======== TEXTE CITÉ ========

« Un tournoi inhumain »... Les TQO, où la pression ultime pour les athlètes (2024)

Tout professeur de terminale le répétera à ses élèves: il vaut mieux être régulier toute l’année et surfer sur cette dynamique au moment de passer le bac, plutôt que tout jouer sur le talent devant la feuille blanche en juin, au risque de tout perdre. Et bien, dans le sport de haut niveau, non seulement il faut être bon toute la saison et, en plus, ne pas se rater lors des tyranniques tournois de qualifications olympiques (TQO), comme celui que vivront les basketteurs 3x3 français (seule équipe de sport co pas encore qualifiée) du 3 au 5 mai au Japon, sinon bye-bye les Jeux.

Souvent, il ne suffit pas de faire partie des meilleurs mondiaux pour obtenir son ticket pour les JO, il faut aussi donc se coltiner ces tournois où la faucheuse rôde au moindre faux pas. «Pfff, les TQO, c’est quelque chose, se rappelle Laurent Tillie. La pression est dix fois plus forte qu’ailleurs, même que pour un match pour une médaille mondiale. Si on ne passe pas le cut, c’est fini, et c’est un rêve de quatre ans qui passe sous le nez. C’est le plus difficile à gérer.»

«Inhumain comme tournoi»

======== ENREGISTREMENTS FOURNIS ========

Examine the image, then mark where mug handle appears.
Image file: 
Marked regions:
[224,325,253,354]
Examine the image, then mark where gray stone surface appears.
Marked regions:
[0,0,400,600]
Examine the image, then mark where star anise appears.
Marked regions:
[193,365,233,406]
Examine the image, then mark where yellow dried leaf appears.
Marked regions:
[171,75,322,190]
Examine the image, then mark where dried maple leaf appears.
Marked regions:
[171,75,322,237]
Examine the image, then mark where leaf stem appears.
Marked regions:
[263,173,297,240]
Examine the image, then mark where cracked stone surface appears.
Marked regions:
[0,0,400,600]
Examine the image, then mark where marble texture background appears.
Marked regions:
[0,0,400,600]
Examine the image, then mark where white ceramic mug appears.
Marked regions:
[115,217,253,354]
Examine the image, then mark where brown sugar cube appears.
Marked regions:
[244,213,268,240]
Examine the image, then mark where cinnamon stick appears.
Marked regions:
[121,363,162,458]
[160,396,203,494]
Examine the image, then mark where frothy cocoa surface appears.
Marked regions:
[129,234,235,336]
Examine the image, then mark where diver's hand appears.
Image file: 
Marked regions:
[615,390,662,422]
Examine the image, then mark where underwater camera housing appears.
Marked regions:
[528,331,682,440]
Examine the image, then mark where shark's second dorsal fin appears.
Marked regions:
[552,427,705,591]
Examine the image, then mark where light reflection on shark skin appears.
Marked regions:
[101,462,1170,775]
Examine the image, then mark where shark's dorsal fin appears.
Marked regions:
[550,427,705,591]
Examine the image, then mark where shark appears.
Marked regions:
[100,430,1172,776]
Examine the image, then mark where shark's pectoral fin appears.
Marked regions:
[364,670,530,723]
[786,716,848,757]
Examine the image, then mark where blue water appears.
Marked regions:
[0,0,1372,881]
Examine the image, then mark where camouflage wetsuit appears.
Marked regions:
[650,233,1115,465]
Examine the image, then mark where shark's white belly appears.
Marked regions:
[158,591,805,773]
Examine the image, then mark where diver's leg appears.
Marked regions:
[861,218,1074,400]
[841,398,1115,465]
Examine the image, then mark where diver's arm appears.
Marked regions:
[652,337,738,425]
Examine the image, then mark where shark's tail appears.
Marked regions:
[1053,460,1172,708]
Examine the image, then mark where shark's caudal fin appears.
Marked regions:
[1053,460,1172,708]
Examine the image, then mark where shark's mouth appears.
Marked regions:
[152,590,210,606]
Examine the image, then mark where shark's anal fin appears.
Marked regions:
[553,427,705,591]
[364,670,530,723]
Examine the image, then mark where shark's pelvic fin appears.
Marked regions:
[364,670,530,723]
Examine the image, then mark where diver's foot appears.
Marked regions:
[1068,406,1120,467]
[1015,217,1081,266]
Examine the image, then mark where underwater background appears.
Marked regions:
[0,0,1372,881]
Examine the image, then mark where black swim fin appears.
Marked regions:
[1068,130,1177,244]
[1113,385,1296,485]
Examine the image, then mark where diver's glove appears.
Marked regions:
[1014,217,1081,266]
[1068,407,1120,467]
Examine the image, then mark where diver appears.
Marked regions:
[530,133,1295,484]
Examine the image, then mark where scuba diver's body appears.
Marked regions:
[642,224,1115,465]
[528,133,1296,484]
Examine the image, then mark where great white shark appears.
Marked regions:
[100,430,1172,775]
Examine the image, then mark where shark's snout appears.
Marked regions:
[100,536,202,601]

========

## LISTE DES TÂCHES
**a.** Recopiez à l'identique les lignes des enregistrements, depuis leur toute première ligne jusqu'à celle qui contient « [552,427,705,591] », cette dernière comprise.
**b.** Reprenez, s'il vous plaît, l'article sur les tournois de qualification olympique après sa dernière phrase et poursuivez-le.

## RÉPONSES PAR TÂCHE
**a.**
Examine the image, then mark where mug handle appears.
Image file: 
Marked regions:
[224,325,253,354]
Examine the image, then mark where gray stone surface appears.
Marked regions:
[0,0,400,600]
Examine the image, then mark where star anise appears.
Marked regions:
[193,365,233,406]
Examine the image, then mark where yellow dried leaf appears.
Marked regions:
[171,75,322,190]
Examine the image, then mark where dried maple leaf appears.
Marked regions:
[171,75,322,237]
Examine the image, then mark where leaf stem appears.
Marked regions:
[263,173,297,240]
Examine the image, then mark where cracked stone surface appears.
Marked regions:
[0,0,400,600]
Examine the image, then mark where marble texture background appears.
Marked regions:
[0,0,400,600]
Examine the image, then mark where white ceramic mug appears.
Marked regions:
[115,217,253,354]
Examine the image, then mark where brown sugar cube appears.
Marked regions:
[244,213,268,240]
Examine the image, then mark where cinnamon stick appears.
Marked regions:
[121,363,162,458]
[160,396,203,494]
Examine the image, then mark where frothy cocoa surface appears.
Marked regions:
[129,234,235,336]
Examine the image, then mark where diver's hand appears.
Image file: 
Marked regions:
[615,390,662,422]
Examine the image, then mark where underwater camera housing appears.
Marked regions:
[528,331,682,440]
Examine the image, then mark where shark's second dorsal fin appears.
Marked regions:
[552,427,705,591]

**b.**
L’ancien sélectionneur de l’équipe de France de volley en sait quelque chose. Pour les JO de Rio (2016) et de Tokyo (2021), il est passé à trois reprises (deux en2016) par la case TQO. Deux fois, lui et son équipe s’en sont sortis avec une qualification olympique, non sans souffrance. «Lors du premier TQO, sur lequel on ne se qualifie pas, on fait cinq matchs en cinq jours face aux meilleures équipes européennes, et on échoue en finale, complète-t-il. C’était inhumain comme tournoi.»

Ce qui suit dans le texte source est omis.